══ Input ══

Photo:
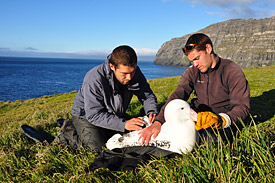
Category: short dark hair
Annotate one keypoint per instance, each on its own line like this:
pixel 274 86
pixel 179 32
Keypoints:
pixel 123 55
pixel 200 40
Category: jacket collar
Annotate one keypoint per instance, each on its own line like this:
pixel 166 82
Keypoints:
pixel 218 63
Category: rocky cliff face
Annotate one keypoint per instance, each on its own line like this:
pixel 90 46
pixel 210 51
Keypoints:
pixel 249 43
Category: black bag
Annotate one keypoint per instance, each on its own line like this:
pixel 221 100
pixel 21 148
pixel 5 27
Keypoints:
pixel 128 158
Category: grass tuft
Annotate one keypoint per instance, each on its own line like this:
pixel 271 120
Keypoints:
pixel 250 158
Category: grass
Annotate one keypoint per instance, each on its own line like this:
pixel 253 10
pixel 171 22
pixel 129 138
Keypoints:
pixel 249 159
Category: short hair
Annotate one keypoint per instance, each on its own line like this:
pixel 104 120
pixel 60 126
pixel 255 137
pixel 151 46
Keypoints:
pixel 200 40
pixel 123 55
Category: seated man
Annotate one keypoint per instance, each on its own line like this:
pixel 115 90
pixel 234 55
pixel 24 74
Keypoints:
pixel 99 109
pixel 221 89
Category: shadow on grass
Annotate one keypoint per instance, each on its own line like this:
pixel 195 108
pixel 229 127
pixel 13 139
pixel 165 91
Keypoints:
pixel 262 107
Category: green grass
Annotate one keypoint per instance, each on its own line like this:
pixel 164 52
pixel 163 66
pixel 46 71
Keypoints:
pixel 249 159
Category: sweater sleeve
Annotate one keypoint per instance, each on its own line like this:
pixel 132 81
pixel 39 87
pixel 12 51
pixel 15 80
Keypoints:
pixel 95 109
pixel 146 95
pixel 239 94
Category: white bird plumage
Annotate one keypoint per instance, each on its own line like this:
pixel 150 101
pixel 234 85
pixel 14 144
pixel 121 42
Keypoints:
pixel 178 133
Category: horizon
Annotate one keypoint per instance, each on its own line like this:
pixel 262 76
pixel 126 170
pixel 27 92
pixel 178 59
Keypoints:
pixel 92 29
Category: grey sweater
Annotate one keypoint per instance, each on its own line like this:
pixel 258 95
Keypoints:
pixel 103 101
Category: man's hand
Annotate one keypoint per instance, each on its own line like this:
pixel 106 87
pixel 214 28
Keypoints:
pixel 147 133
pixel 209 119
pixel 134 124
pixel 151 117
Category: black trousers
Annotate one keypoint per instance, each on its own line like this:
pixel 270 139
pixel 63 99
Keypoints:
pixel 89 135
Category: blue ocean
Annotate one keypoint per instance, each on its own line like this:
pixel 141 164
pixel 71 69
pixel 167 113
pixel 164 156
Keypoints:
pixel 25 78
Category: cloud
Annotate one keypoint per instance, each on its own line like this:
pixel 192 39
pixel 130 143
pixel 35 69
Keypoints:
pixel 146 51
pixel 31 49
pixel 142 53
pixel 239 8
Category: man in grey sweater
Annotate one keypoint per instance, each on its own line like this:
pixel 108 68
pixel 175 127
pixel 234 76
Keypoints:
pixel 99 109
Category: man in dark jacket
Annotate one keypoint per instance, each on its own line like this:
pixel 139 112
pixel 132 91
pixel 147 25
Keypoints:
pixel 99 109
pixel 221 89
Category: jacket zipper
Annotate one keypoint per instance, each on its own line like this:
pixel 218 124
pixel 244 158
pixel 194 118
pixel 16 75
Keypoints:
pixel 207 88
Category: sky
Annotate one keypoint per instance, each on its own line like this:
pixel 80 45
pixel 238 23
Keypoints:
pixel 93 28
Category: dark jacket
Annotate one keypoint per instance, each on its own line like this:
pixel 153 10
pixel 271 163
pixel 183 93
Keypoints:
pixel 224 89
pixel 103 101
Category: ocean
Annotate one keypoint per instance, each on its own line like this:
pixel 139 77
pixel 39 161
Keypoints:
pixel 25 78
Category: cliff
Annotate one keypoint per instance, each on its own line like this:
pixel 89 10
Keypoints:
pixel 249 43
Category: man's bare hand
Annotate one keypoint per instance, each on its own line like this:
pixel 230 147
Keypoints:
pixel 134 124
pixel 147 133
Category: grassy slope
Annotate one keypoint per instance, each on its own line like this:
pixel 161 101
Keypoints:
pixel 24 160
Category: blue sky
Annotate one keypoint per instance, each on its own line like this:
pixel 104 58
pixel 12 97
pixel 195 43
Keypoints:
pixel 92 28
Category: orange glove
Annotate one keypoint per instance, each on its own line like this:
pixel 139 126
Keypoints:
pixel 209 119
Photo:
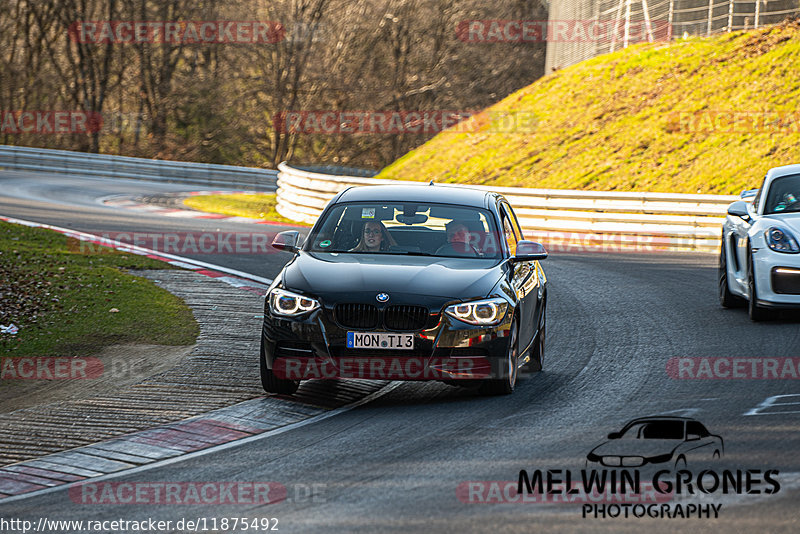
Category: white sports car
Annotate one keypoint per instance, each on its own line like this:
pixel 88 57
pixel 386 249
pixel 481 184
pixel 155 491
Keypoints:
pixel 760 257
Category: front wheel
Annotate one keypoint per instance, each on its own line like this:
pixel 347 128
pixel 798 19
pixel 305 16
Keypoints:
pixel 756 312
pixel 726 298
pixel 504 385
pixel 273 384
pixel 537 359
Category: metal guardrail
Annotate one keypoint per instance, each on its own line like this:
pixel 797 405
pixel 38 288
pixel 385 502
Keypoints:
pixel 564 219
pixel 81 163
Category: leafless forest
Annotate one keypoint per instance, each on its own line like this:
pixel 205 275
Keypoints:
pixel 215 102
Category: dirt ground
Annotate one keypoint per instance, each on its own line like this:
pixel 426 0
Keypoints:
pixel 122 365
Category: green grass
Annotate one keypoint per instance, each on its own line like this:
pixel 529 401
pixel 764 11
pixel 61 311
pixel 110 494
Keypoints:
pixel 611 123
pixel 239 205
pixel 59 295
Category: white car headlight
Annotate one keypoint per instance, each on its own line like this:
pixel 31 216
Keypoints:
pixel 781 240
pixel 486 312
pixel 289 304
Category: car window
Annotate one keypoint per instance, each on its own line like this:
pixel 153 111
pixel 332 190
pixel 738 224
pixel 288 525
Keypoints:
pixel 759 196
pixel 509 234
pixel 655 430
pixel 514 222
pixel 407 228
pixel 695 427
pixel 783 195
pixel 663 430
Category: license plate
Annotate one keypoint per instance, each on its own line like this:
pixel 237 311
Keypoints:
pixel 379 340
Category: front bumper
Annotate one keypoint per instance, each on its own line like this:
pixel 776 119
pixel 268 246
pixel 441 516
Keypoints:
pixel 314 347
pixel 777 278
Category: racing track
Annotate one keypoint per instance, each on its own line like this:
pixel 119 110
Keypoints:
pixel 393 465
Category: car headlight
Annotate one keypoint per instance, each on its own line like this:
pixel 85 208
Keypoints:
pixel 781 240
pixel 480 312
pixel 289 304
pixel 660 459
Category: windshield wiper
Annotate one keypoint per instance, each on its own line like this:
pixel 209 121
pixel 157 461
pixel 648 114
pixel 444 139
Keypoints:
pixel 410 252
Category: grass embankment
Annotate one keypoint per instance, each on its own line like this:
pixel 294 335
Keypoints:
pixel 624 121
pixel 239 205
pixel 59 295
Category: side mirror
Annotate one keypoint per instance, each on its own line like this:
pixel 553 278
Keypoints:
pixel 529 251
pixel 288 241
pixel 739 209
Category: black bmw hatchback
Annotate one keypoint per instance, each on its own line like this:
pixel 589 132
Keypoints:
pixel 407 282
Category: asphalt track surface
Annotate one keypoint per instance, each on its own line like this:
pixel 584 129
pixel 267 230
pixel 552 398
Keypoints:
pixel 394 464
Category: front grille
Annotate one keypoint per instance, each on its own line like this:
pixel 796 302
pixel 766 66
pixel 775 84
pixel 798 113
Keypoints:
pixel 293 349
pixel 405 318
pixel 786 281
pixel 357 315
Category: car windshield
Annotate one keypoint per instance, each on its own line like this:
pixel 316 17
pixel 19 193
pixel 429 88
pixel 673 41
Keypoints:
pixel 406 228
pixel 784 195
pixel 655 430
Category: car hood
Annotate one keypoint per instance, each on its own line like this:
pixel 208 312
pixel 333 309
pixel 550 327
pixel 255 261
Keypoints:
pixel 637 447
pixel 354 277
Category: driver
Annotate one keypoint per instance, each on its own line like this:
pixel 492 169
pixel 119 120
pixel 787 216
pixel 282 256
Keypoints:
pixel 374 238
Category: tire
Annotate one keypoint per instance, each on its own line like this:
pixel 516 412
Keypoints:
pixel 508 379
pixel 726 298
pixel 537 359
pixel 273 384
pixel 756 312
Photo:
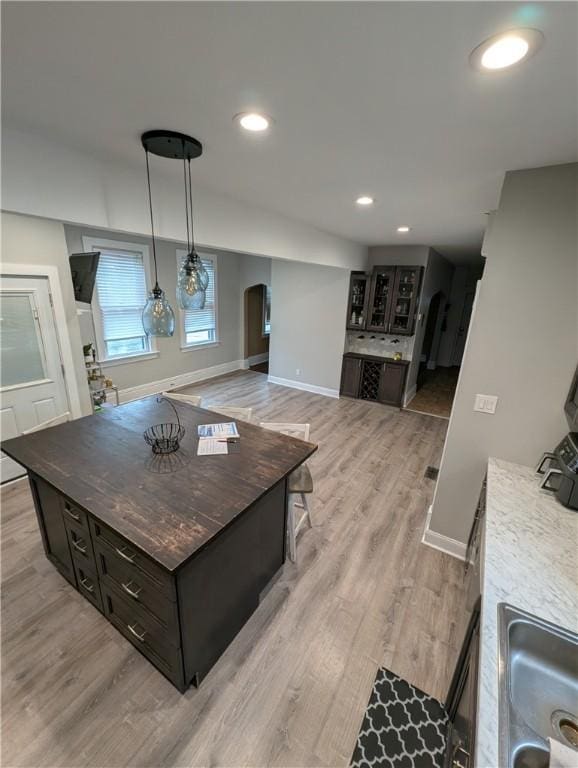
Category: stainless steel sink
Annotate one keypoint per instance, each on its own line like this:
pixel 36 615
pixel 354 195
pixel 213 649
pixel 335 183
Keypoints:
pixel 538 688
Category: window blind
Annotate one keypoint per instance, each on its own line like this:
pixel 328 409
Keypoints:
pixel 122 294
pixel 200 325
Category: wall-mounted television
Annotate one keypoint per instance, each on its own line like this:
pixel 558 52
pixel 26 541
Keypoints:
pixel 83 267
pixel 571 406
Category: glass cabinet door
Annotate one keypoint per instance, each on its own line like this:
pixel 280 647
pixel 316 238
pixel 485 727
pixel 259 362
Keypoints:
pixel 381 295
pixel 404 300
pixel 358 300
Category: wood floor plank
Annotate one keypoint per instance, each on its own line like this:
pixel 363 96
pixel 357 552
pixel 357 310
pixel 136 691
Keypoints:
pixel 291 689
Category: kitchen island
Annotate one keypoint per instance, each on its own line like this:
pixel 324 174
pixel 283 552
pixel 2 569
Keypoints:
pixel 175 550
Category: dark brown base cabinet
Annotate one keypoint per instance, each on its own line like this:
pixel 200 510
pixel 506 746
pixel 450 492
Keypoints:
pixel 373 378
pixel 180 621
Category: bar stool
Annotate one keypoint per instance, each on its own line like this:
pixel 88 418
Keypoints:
pixel 299 484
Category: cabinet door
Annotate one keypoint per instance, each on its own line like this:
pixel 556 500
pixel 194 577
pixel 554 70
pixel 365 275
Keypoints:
pixel 391 384
pixel 350 376
pixel 404 300
pixel 358 301
pixel 380 298
pixel 461 702
pixel 48 504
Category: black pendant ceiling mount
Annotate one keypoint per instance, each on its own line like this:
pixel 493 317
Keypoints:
pixel 158 316
pixel 171 144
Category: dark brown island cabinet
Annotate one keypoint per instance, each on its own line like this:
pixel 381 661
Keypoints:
pixel 369 377
pixel 174 551
pixel 385 301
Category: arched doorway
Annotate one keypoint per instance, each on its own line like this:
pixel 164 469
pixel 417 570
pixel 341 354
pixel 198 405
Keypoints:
pixel 257 327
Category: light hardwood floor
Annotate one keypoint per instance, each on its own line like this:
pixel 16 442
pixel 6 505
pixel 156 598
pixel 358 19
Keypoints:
pixel 292 687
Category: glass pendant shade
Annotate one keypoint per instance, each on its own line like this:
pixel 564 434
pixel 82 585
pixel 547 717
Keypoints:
pixel 158 318
pixel 192 282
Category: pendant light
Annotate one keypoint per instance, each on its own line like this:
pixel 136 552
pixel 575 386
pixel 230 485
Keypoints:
pixel 158 318
pixel 193 278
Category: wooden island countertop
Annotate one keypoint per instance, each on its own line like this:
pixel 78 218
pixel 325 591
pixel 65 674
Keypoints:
pixel 174 550
pixel 168 506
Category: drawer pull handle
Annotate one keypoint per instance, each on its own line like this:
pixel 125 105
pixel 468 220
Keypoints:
pixel 69 510
pixel 78 546
pixel 87 584
pixel 133 631
pixel 122 553
pixel 132 592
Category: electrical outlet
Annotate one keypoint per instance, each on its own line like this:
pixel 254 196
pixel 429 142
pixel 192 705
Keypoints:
pixel 486 403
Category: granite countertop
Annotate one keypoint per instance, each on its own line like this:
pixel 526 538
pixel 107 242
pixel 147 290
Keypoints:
pixel 530 561
pixel 377 358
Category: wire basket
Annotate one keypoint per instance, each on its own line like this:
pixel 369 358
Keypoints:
pixel 165 438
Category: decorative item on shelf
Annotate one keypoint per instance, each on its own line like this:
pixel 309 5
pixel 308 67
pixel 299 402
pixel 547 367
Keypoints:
pixel 165 438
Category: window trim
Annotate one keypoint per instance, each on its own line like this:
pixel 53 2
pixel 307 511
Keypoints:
pixel 180 253
pixel 90 243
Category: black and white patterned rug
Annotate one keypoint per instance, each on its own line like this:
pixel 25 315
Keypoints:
pixel 402 728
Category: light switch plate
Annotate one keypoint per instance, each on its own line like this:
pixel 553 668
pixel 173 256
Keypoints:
pixel 486 403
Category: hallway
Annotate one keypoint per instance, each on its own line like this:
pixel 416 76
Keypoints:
pixel 436 395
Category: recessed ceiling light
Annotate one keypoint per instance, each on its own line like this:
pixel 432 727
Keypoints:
pixel 253 121
pixel 505 50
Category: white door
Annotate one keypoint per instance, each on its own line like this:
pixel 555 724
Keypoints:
pixel 32 388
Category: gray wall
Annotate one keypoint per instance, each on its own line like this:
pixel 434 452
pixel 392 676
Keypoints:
pixel 173 361
pixel 308 308
pixel 523 341
pixel 29 240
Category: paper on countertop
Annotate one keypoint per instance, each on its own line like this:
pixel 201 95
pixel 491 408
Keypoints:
pixel 226 429
pixel 209 446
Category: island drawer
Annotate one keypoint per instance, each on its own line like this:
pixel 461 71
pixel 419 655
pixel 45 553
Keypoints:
pixel 132 558
pixel 135 584
pixel 145 633
pixel 80 543
pixel 88 584
pixel 72 512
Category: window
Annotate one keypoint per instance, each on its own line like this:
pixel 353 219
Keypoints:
pixel 199 326
pixel 266 310
pixel 119 297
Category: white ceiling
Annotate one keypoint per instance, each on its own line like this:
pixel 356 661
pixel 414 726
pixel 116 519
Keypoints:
pixel 373 98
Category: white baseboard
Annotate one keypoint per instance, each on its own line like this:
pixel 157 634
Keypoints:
pixel 181 380
pixel 256 359
pixel 451 547
pixel 409 395
pixel 303 385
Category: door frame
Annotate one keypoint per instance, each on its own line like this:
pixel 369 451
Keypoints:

═══

**Try it**
Extract from the records above the lines from the one containing "pixel 332 190" to the one containing "pixel 255 261", both lines included, exactly as they appear and with nothing else.

**Finished task**
pixel 332 190
pixel 738 224
pixel 288 525
Keypoints:
pixel 759 196
pixel 509 234
pixel 655 430
pixel 514 222
pixel 407 228
pixel 695 427
pixel 783 195
pixel 663 430
Category: license plate
Annotate one keypoint per instance, each on its own line like this:
pixel 237 311
Keypoints:
pixel 379 340
Category: front bumper
Annotate one keypoint per instance, each on its own line like this:
pixel 776 119
pixel 268 246
pixel 441 516
Keypoints:
pixel 314 347
pixel 777 278
Category: racing track
Annotate one keypoint per instance, each on its own line like this:
pixel 119 110
Keypoints:
pixel 393 465
Category: car headlight
Annotate one keypoint per instance, each on its own line like this:
pixel 85 208
Keypoints:
pixel 781 240
pixel 480 312
pixel 289 304
pixel 660 459
Category: windshield wiper
Annotate one keypoint per instance, each on its own line like this:
pixel 209 121
pixel 157 461
pixel 648 114
pixel 444 139
Keypoints:
pixel 410 252
Category: grass embankment
Annotate one keypoint per instance, each on its own line like this:
pixel 294 335
Keypoints:
pixel 624 121
pixel 239 205
pixel 59 295
Category: side mirror
Annotate one keypoint per instance, each on its own line like this:
pixel 553 278
Keypoints:
pixel 529 251
pixel 288 241
pixel 739 209
Category: black bmw hatchback
Annotate one keypoint per instance, each on its own line like this:
pixel 589 132
Keypoints:
pixel 407 282
Category: asphalt track surface
Annotate one keypoint per instance, each on its own line like this:
pixel 584 129
pixel 267 230
pixel 552 398
Keypoints:
pixel 394 464
Category: front grille
Annotate one keypoint per instance, each on its own line like this:
pixel 796 302
pixel 766 66
pixel 775 84
pixel 798 113
Keypoints:
pixel 293 349
pixel 405 318
pixel 786 281
pixel 357 315
Category: car windshield
Annotate one keypoint per instance, each on its own line like this:
pixel 316 17
pixel 19 193
pixel 429 88
pixel 673 41
Keypoints:
pixel 406 228
pixel 784 195
pixel 655 430
Category: car hood
Annotate one keypoint per instance, each on its own line like this:
pixel 208 312
pixel 333 309
pixel 550 327
pixel 255 261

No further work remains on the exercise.